(Provided passage Opens)
Results of the exam will likely be kept confidential until toxicology studies and other tests are completed, he said.

Winter said he had no information about the accuracy of an ABC News report, citing an unnamed source close to Scott, that said the filmmaker suffered from inoperable brain cancer.

Asked whether the suicide note found by friends in Scott's office or any other writings referred to an illness, Winter said, "not to my knowledge." Authorities have not disclosed the content of the note.

He also said investigators had no working theories about what led Scott, the younger brother of fellow director and three-time Oscar nominee Ridley Scott, to take his own life.

A spokeswoman for Scott issued a terse statement on Sunday night confirming his death and asking that the media respect his family's privacy.

Members of the film industry expressed shock at the death of one of Hollywood's most prolific and bankable producer-directors.

"No more Tony Scott movies. Tragic day," Ron Howard, the Oscar-winning director behind "A Beautiful Mind," said in a Twitter message. Actor Samuel L. Jackson tweeted that he was "taking a moment to reflect on Tony Scott's life & work."

Scott, who was 68, was last seen by an onlooker parking his car on the Vincent Thomas Bridge and leaping into the water at about 12:30 p.m. local time (1930 GMT) on Sunday, according to Lieutenant Joe Bale, a watch commander for the coroner's office.
(Provided passage Closes)
**Explore the material**
(a) In the report on Tony Scott's death, at about what local time on Sunday was Scott seen leaping from the Vincent Thomas Bridge?
(b) Write the next part of the report on Tony Scott's death, picking up after its final sentence.
(Extracted data Opens)
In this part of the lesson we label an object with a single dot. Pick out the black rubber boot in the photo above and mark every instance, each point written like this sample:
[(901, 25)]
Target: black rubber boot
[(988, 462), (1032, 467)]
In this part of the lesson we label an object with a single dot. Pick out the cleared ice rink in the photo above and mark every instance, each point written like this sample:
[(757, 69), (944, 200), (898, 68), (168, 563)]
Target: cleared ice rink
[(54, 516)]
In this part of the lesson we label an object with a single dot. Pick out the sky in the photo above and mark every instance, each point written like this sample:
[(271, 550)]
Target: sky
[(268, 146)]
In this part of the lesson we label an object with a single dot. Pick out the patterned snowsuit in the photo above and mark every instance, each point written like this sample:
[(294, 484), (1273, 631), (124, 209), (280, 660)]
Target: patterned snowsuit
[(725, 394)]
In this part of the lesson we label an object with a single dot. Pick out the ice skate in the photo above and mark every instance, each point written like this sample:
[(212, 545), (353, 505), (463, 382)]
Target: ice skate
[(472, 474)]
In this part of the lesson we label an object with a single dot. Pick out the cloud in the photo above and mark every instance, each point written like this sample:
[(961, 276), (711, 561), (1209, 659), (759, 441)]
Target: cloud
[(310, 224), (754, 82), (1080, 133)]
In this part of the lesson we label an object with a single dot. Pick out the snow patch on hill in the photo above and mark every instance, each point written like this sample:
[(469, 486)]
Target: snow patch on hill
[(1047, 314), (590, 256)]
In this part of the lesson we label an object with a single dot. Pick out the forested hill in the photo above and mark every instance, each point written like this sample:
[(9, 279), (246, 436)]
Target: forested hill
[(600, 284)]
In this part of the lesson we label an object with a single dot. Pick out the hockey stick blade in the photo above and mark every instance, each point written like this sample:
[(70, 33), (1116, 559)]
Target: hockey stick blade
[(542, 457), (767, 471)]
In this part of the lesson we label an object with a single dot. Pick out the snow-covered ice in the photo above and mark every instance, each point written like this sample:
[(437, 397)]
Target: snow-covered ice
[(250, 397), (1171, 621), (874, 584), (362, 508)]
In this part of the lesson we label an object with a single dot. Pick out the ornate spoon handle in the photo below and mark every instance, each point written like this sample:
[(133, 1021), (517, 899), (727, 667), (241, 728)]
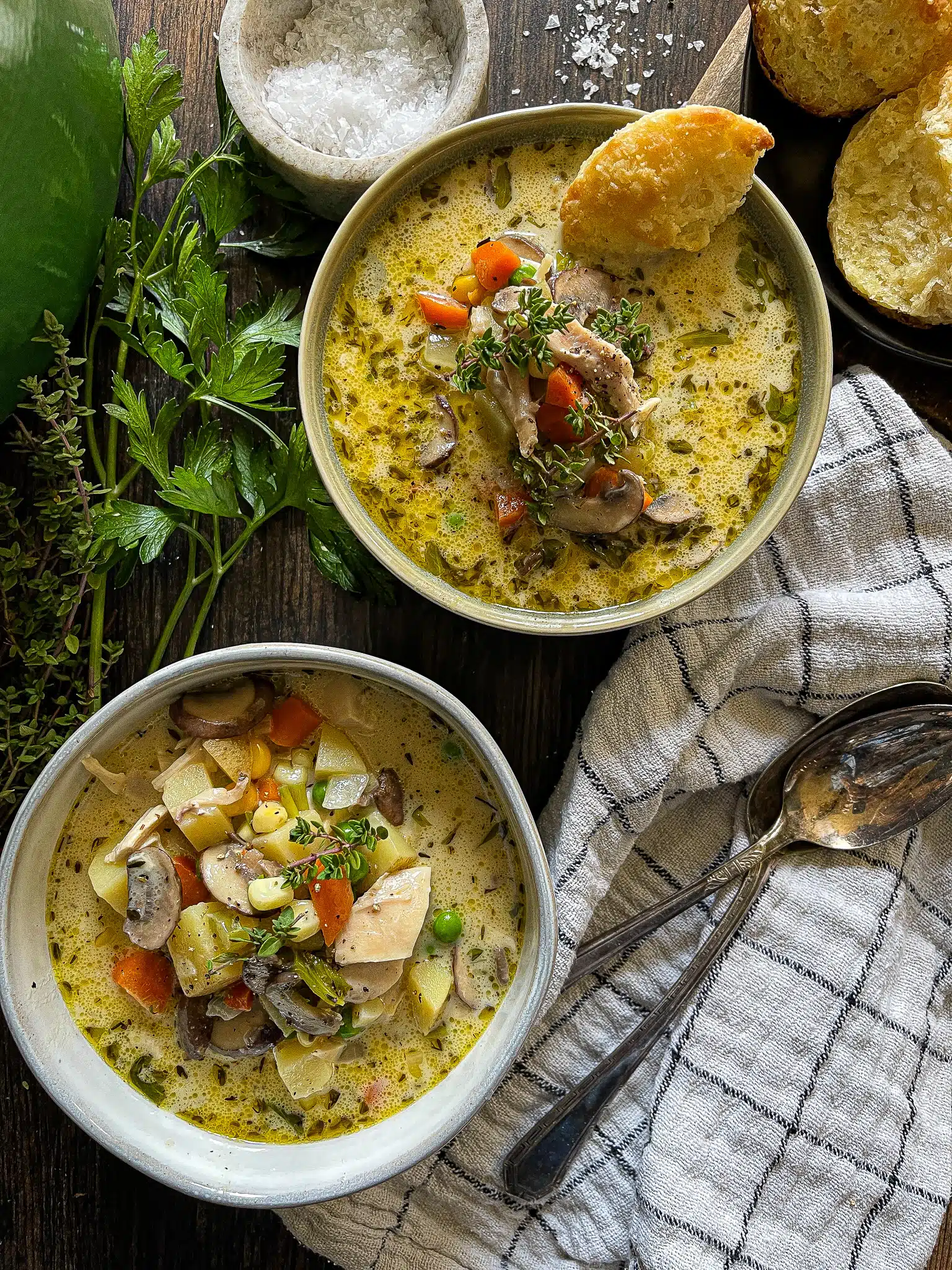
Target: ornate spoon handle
[(540, 1161), (607, 946)]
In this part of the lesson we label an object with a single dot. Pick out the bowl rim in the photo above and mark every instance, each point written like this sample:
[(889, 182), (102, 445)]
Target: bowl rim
[(66, 1091), (314, 164), (526, 620)]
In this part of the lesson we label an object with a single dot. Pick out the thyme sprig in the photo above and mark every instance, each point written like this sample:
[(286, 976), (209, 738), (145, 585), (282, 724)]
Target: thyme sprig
[(555, 471), (621, 327), (524, 339)]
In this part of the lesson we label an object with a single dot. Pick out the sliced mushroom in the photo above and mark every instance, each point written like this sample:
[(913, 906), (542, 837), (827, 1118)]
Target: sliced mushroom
[(443, 441), (511, 389), (526, 246), (465, 982), (143, 830), (249, 1036), (371, 980), (672, 508), (193, 1026), (507, 301), (226, 871), (386, 920), (258, 972), (155, 897), (314, 1019), (584, 291), (607, 513), (229, 710), (604, 367), (389, 796)]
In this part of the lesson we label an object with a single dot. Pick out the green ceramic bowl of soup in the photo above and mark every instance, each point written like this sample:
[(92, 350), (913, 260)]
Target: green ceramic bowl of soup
[(167, 963), (739, 362)]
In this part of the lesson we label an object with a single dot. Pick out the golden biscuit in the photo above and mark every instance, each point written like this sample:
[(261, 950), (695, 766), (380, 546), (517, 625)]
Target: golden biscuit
[(891, 214), (664, 180), (840, 56)]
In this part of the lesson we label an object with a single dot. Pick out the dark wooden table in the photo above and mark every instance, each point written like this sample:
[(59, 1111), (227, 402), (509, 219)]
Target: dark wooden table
[(65, 1204)]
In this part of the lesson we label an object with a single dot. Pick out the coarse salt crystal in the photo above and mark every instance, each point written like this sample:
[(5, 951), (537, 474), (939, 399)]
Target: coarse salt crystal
[(358, 84)]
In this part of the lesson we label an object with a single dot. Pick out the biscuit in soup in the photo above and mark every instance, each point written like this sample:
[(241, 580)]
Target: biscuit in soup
[(890, 219), (666, 180), (842, 56)]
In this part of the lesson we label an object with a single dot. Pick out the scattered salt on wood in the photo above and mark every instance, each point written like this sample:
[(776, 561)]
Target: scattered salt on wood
[(357, 81)]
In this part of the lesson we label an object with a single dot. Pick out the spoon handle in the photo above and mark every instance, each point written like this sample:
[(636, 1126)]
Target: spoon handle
[(607, 946), (540, 1160)]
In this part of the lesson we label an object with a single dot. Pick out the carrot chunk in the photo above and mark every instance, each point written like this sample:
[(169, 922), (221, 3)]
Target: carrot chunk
[(333, 901), (239, 996), (193, 889), (511, 510), (564, 388), (553, 427), (494, 265), (601, 481), (148, 977), (442, 310), (294, 722)]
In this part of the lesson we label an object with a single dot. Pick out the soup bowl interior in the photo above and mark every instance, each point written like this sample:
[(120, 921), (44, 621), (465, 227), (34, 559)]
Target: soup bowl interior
[(157, 1142), (545, 123)]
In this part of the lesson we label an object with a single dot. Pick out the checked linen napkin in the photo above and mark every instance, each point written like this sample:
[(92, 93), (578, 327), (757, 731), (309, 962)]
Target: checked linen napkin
[(799, 1118)]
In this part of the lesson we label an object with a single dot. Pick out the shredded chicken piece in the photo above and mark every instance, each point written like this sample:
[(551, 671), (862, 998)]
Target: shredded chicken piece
[(602, 365), (216, 797), (511, 389), (177, 765), (113, 781), (139, 835)]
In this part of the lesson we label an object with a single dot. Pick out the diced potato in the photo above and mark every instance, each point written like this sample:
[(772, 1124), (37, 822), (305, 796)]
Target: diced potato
[(278, 845), (201, 936), (231, 753), (428, 985), (307, 1070), (337, 756), (387, 851), (202, 831), (110, 882)]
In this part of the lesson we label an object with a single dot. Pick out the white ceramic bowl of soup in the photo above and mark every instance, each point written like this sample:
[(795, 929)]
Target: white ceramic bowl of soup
[(478, 140), (156, 1141)]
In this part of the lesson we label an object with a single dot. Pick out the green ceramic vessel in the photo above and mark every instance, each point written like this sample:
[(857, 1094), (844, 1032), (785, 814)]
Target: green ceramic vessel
[(60, 154)]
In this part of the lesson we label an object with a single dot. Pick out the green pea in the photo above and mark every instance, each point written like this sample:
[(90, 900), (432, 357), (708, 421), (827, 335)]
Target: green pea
[(347, 1028), (447, 925), (523, 277)]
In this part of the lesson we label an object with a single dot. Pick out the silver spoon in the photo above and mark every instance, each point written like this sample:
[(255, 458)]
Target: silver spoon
[(871, 741), (540, 1161)]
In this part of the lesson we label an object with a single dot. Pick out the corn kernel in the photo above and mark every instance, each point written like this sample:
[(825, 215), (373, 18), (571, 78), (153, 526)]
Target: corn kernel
[(462, 286), (268, 818), (259, 757), (306, 921), (266, 893)]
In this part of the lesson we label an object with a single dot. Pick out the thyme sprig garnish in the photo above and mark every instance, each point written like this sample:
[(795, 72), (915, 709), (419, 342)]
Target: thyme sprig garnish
[(338, 861), (557, 471), (524, 339), (260, 940), (621, 327)]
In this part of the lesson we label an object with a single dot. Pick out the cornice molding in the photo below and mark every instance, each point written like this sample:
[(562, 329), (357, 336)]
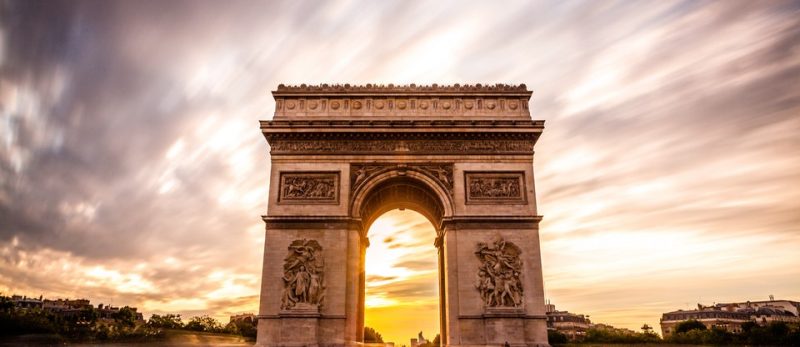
(Extracted data Closes)
**Answers for each item**
(a) At about 12:30 p.m. local time (1930 GMT).

(b)
Bale said the body was recovered by law enforcement from the harbor shortly before 3 p.m. (2200 GMT) and subsequently identified as being that of the filmmaker.

The bridge, the surface of which clears the harbor's navigation channel by a height of about 185 feet, connects the port district of San Pedro at the southern tip of Los Angeles to Terminal Island in the harbor.


Scott, born in northern England and frequently seen behind the camera in his signature faded red baseball cap, is credited with directing more than two dozen movies and television shows and producing nearly 50 titles.

He built a reputation for muscular but stylish high-octane thrillers that showcased some of Hollywood's biggest stars in a body of work that dated to the 1980s and established him as one of the most successful action directors in the business.

Two of his biggest hits were the 1986 fighter jet adventure "Top Gun," which starred Tom Cruise as a hot-shot pilot, and the 1987 Eddie Murphy comedy "Beverly Hills Cop II."

Other directing credits include the 1990 racing drama "Days of Thunder," which also featured Cruise; the 1995 submarine thriller "Crimson Tide," co-starring Denzel Washington and Gene Hackman; and the 1998 spy thriller "Enemy of the State," which paired Hackman and Will Smith. The 2001 espionage drama "Spy Game" teamed Robert Redford with Brad Pitt.

Denzel Washington became Scott's most frequent star, appearing in four other films by the director, most recently a 2009 remake of subway hostage thriller "The Taking of the Pelham 1 2 3," co-starring John Travolta, and the 2010 runaway-train blockbuster, "Unstoppable."

He got his start making TV commercials for his older brother's London-based production company, Ridley Scott Associates, and moved into movies for television and film.

His feature directorial debut, 1983 vampire movie "The Hunger" starring British rocker David Bowie and French actress Catherine Deneuve, was a critical and box office flop that later became a cult favorite. Scott bounced back three years later with the success of "Top Gun."

The brothers later formed a film company, Scott Free Productions, that made many of their films and TV shows.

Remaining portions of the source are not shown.